Entries supplied >>
§

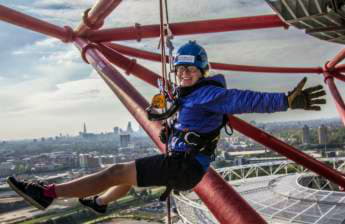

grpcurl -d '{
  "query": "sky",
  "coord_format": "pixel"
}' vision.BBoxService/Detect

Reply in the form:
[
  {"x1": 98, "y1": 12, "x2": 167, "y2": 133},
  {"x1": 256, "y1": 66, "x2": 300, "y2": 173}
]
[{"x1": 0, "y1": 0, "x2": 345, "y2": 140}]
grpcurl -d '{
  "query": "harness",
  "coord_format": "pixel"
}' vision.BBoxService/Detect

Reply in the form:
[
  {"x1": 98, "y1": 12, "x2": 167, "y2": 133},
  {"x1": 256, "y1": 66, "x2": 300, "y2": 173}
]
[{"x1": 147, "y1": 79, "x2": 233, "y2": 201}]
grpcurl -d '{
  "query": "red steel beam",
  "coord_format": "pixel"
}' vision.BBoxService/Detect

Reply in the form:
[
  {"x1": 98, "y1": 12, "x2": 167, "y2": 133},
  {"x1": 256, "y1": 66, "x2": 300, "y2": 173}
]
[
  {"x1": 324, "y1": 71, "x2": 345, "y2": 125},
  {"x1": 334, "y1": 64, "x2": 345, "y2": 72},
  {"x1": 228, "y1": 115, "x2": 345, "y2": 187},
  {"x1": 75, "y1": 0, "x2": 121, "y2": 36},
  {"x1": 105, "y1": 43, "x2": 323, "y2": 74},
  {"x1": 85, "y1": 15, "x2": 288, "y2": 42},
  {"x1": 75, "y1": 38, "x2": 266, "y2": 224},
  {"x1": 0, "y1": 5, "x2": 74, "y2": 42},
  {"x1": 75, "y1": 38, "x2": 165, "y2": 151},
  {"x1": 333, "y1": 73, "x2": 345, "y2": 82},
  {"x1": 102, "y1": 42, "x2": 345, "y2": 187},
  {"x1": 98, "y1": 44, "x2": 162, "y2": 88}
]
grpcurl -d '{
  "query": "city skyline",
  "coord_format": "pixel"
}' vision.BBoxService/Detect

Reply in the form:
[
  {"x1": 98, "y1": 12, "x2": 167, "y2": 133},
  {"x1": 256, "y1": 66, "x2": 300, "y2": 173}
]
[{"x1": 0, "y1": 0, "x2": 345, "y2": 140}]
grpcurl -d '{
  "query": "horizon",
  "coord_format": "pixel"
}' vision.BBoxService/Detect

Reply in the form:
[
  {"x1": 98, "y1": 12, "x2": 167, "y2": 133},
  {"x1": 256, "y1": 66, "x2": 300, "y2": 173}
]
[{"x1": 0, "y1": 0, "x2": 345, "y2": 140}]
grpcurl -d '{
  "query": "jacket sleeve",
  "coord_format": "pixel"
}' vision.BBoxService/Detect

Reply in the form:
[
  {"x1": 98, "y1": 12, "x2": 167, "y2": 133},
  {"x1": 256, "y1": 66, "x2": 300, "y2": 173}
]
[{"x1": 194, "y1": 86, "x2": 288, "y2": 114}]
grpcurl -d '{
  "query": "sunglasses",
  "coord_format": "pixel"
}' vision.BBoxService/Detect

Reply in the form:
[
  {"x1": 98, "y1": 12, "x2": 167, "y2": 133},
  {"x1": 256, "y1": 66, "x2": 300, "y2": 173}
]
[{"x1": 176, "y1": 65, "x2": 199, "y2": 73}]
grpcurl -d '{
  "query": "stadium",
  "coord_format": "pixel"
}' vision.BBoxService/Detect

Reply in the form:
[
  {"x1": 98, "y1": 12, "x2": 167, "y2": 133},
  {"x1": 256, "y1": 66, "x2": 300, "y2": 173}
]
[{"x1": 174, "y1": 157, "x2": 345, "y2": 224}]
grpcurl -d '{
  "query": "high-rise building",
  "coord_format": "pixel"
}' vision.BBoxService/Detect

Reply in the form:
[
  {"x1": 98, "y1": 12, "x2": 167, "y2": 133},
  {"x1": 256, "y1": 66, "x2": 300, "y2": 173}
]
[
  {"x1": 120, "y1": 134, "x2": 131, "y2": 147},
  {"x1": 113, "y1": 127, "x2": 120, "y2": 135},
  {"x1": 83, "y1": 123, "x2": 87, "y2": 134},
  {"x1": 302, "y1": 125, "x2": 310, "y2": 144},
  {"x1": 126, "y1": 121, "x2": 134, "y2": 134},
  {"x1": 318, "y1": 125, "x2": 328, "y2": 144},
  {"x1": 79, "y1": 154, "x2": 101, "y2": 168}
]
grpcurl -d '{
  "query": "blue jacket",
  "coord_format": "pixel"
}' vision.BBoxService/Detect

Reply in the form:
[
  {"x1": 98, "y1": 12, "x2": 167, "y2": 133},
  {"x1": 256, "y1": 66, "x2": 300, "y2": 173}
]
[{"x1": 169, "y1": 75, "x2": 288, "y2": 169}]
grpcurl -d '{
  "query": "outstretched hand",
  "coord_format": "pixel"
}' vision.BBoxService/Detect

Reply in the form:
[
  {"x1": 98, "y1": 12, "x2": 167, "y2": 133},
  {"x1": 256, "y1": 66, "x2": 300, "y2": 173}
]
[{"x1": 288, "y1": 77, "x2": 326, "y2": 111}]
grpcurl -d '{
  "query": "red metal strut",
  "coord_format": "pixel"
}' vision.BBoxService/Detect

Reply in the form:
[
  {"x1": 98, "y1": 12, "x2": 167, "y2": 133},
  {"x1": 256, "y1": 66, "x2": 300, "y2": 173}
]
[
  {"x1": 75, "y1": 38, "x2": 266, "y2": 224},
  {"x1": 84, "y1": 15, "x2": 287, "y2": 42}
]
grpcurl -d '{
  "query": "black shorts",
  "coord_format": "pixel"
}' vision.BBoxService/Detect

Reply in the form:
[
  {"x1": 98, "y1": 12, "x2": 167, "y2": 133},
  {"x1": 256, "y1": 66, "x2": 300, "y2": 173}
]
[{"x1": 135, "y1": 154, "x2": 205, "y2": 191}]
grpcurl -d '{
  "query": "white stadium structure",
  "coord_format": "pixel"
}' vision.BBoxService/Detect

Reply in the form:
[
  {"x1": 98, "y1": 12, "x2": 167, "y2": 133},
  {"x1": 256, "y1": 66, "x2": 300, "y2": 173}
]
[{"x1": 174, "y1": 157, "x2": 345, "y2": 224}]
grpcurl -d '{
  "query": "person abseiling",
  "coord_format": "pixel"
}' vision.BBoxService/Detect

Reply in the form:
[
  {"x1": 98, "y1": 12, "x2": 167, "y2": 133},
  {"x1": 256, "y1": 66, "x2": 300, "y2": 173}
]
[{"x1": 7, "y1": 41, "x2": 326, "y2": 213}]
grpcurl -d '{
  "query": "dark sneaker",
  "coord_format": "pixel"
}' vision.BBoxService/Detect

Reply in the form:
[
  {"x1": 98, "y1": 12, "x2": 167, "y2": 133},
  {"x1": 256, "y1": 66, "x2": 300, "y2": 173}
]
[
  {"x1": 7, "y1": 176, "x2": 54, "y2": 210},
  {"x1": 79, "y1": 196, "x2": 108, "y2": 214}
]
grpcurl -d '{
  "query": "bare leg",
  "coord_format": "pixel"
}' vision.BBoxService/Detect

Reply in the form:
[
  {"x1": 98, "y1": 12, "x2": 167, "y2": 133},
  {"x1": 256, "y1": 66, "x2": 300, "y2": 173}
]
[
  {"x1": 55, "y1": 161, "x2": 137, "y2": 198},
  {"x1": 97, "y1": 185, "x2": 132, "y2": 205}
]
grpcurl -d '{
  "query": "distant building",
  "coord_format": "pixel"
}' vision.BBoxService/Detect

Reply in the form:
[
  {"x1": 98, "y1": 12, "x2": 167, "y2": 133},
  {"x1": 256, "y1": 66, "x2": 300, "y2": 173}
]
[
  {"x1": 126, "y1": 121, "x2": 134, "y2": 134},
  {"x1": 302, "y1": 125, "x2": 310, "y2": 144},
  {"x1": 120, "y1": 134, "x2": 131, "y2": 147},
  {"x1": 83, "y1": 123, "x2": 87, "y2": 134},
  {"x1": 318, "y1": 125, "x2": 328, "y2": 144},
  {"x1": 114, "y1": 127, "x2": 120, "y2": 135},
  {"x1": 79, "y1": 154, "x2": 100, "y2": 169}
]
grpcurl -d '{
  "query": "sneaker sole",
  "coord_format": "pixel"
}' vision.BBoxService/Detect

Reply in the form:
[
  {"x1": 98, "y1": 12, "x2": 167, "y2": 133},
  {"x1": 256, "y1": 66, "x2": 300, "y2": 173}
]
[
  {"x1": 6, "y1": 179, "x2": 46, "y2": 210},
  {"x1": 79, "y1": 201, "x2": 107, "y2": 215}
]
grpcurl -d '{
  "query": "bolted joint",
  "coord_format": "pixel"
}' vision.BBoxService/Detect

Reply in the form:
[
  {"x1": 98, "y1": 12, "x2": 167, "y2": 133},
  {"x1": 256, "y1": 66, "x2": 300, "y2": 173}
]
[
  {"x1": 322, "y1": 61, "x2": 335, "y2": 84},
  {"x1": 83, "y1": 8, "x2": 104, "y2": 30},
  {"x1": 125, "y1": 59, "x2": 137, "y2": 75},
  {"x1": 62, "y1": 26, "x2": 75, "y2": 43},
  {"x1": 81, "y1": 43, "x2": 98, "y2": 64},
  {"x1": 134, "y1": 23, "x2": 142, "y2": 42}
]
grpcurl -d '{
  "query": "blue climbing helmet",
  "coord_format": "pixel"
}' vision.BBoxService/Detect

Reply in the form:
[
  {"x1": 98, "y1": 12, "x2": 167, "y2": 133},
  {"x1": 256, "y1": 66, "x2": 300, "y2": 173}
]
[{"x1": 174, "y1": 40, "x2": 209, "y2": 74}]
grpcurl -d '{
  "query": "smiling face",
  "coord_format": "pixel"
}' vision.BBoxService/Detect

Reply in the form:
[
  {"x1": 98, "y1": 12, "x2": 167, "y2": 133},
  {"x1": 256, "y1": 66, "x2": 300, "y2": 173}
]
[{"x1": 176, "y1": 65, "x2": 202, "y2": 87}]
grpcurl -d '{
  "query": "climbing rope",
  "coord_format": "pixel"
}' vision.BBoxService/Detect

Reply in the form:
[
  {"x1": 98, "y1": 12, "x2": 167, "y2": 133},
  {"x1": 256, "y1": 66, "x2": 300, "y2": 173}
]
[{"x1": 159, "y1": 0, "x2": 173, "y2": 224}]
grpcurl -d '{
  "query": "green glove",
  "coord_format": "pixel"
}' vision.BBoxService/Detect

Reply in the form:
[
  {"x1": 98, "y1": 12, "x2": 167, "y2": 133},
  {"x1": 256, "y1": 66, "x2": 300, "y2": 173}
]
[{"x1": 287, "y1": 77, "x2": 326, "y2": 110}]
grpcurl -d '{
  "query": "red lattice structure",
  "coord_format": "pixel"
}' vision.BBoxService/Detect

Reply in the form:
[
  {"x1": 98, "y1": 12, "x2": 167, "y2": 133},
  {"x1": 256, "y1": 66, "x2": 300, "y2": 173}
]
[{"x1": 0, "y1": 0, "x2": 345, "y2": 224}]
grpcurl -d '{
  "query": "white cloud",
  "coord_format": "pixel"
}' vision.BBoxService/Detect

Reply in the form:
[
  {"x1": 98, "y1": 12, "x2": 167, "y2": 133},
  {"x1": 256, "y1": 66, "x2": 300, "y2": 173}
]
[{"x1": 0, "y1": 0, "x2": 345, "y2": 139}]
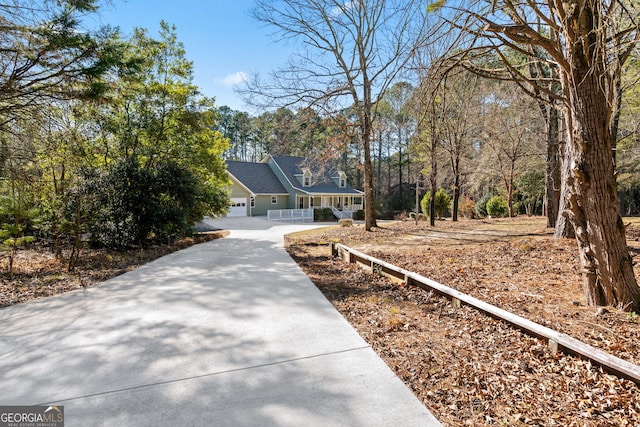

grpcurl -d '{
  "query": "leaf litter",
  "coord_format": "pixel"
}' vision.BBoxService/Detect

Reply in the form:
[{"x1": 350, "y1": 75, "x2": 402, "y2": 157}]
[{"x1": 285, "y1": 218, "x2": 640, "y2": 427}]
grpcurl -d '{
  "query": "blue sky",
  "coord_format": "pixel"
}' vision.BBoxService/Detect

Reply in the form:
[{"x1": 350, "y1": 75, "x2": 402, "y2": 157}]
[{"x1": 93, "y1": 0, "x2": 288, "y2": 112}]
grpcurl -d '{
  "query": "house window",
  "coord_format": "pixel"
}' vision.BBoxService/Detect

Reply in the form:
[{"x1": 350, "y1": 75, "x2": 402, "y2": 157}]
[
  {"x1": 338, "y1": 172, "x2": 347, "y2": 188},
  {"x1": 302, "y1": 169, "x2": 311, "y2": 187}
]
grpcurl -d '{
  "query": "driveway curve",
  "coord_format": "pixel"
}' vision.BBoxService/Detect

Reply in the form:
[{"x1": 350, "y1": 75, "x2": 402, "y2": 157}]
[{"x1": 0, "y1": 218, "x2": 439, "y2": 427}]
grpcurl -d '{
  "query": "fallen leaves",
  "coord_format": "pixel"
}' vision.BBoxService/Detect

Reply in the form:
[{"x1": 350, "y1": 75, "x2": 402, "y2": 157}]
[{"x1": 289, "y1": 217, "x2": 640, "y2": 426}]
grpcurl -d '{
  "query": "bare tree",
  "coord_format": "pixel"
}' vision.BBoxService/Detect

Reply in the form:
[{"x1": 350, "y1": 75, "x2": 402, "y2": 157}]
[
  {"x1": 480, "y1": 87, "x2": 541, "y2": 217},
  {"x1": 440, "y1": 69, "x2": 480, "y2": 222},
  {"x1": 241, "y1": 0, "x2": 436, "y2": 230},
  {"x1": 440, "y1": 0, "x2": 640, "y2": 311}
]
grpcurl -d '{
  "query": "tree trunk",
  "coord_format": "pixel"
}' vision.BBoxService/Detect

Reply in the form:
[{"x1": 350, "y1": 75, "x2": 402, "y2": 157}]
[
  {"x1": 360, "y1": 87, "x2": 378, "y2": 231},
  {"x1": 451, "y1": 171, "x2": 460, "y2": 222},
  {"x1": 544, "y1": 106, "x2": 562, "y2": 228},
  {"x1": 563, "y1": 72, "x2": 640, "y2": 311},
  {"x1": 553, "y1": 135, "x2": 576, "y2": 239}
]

§

Problem statement >>
Copy out, in full, every line above that contains the word "blue".

Exercise solution >>
  "query": "blue jacket",
  "query": "blue climbing helmet",
  "query": "blue sky",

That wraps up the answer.